-- start Text section --

Introduction:
Today's fundamental question is the same as last time's, with one alteration: we'll be focusing on techniques for implementing structs and classes rather than functions. The big question we'll be answering is: When writing code that can be instantiated with many types, how do I reuse code for some types but select different fundamental implementations for others? What if there are patterns to the "exceptions" to the "default code"?
Why is this important? It facilitates composition: I can have a function foo
templated over any type T
and know that I can construct/use a MyType<T>
even if the behavior is different from one type to the next. I don't need to call a MyTypeForNumerics<T>
when T
is a numeric type like int
or double
and a MyTypeForStrings<T>
when T
is some string type.
We'll be analyzing how the technique we learned in the last article applies to structs and what its limitations are in that context. We'll then look at a technique that lets us overcome those limitations, but that has a few of its own.
Case study:
The case study we'll be using today is std::unique_ptr
. The short story on that class is that it wraps a pointer and properly deletes it when that wrapper object destructs (falls out of scope). The key fragment of that description is 'properly deletes it'. If the pointer referred to a single value, we need to call delete ptr;
, but if it referred to an array, we must call delete[] ptr;
, otherwise, the implementations are essentially identical. In other words: I want to present a single interface, std::unique_ptr
that takes single values (like unique_ptr<int>
) and array types (like unique_ptr<int[]>
) for which a portion of the implementation is different. Today we'll be focusing on the particular fragment of unique_ptr
's implementation that enables this difference in freeing resources.
So, beginning with discussing our last technique and moving on to a new one, let's start answering the questions from this article's prelude.
Q: What was the goal of overloading/tag dispatch? Why was it useful for implementing multiple fundamental implementations of a particular function?
A: The goal of overloading was to allow us to write 2 distinct function bodies to perform a single conceptual task; without overloading those functions would have to have different names. The goal of tag dispatch was to select between those overloads; we used type information in combination with overload resolution to perform that selection.
Q: Can we apply what we learned in the last article to provide multiple fundamental implementations of a struct? What are the limitations of overloading/tag dispatch when it comes to writing structs?
A: To an extent. If you'll recall from the first article in the series, you cannot overload a struct, only functions. The bright side is that overloading works just fine with member functions. Here's a quick example of tag dispatch with a member function:
struct IntegralValueCounter {
unsigned integralValuesSeen() { return integralCounter; }
template<typename T>
void readValue(const T& value) {
//No runtime hit to select an overload
readValueImpl(value, typename std::is_integral<T>::type{});
}
private:
template<typename T>
void readValueImpl(const T& value, std::true_type) { ++integralCounter; }
template<typename T>
void readValueImpl(const T& value, std::false_type) {} //No-op
unsigned integralCounter = 0u;
};
Nothing there should look too foreign by now. If something's confusing, I recommend revisiting the last article and/or posting below in the comments section.

-- end Text section --
-- start Information provided --

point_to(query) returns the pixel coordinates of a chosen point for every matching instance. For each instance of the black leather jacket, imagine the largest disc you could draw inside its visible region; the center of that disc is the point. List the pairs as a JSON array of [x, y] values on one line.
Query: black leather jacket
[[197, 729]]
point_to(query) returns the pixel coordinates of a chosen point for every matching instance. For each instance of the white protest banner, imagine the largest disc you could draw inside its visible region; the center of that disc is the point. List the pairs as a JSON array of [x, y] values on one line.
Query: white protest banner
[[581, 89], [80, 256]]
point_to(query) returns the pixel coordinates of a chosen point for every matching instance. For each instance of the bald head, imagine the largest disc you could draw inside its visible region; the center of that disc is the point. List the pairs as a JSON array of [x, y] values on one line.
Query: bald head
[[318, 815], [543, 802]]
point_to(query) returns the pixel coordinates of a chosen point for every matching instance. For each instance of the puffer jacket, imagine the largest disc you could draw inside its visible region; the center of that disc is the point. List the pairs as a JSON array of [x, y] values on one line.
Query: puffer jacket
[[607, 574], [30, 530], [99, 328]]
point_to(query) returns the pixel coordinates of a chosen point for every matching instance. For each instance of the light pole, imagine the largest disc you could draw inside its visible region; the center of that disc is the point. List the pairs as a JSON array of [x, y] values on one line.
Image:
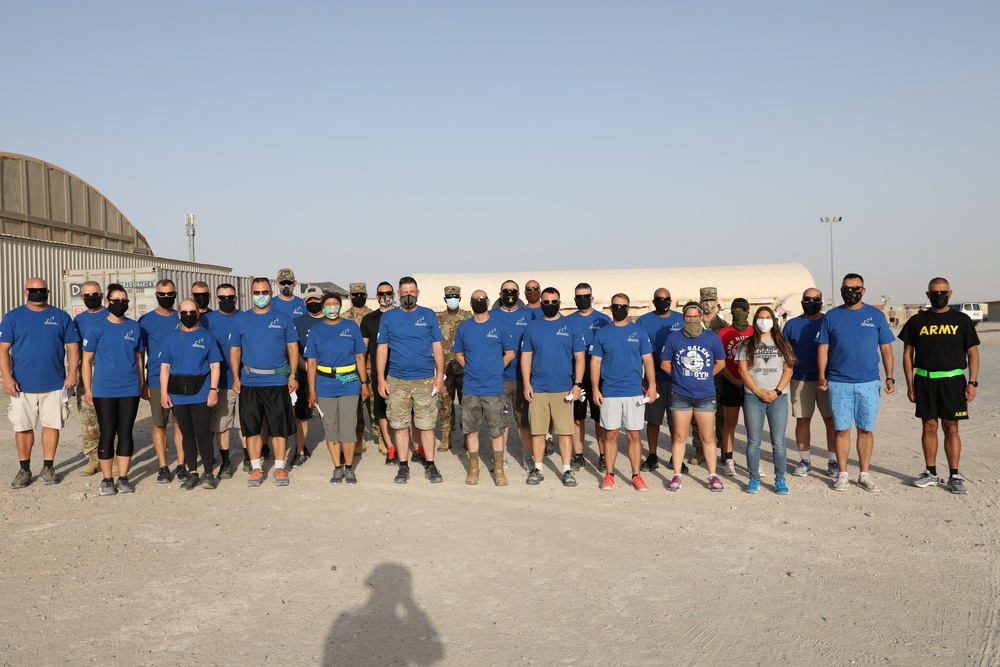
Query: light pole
[[833, 284]]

-- end Information provided --

• _Goals_
1. Answer these questions about the C++ templates article:
(a) What call does the article say is needed to free a pointer that refers to an array?
(b) According to the answer on applying the last article's technique to structs, what can be overloaded and what cannot?
(c) In IntegralValueCounter, what does the readValueImpl overload taking std::true_type do?
2. Pick up the C++ templates article after its final sentence and write its continuation.
These data come from a separate source and are unrelated to the C++ templates article.

• _The answers_
1.
(a) delete[] ptr;
(b) Functions, including member functions, can be overloaded; a struct cannot.
(c) It increments integralCounter.

2.
One nice property of doing this in a struct is that we can hide our Impl functions nicely in the private section, so that's a small victory.
The downside to using tag dispatch with structs is that you might need to do it for several member functions... or all of them. If I had 10 member functions and the behavior of those functions was completely different for 2 different kinds of types, tag dispatch holds less appeal. In such a case, tag dispatch requires writing 3 function bodies for each function I want in my interface (not even counting helpers/private functions). That gets unwieldy pretty fast.
In context of unique_ptr
:
For our purposes, most of the unique_ptr
implementation is actually the same over both kinds of types (single values and arrays), but tag dispatch isn't directly applicable because the part that varies is exposed directly to the user and subject to their input. By default unique_ptr
assumes you allocated the memory the pointer refers to with new
, and so it should call either delete
or delete[]
, but it's possible that you'd allocate some memory with malloc
instead (perhaps to avoid initializing it/calling constructors), in which case you'd need to call free
. unique_ptr
facilitates this possibility by templating over the deleter. In particular, the declaration of unique_ptr
is:
template<typename T, typename Deleter = std::default_delete<T>>
class unique_ptr;
Because there are potentially infinitely many "fundamental implementations" of unique_ptr
, given by potentially infinitely many deleters a client might instantiate it with, tag dispatch isn't going to help us. This interface for std::unique_ptr
is actually pretty cool; we brought users into the discussion of how our object should behave. As long as they provide a type that accepts a T*
when called like a function, it's compatible as a deleter.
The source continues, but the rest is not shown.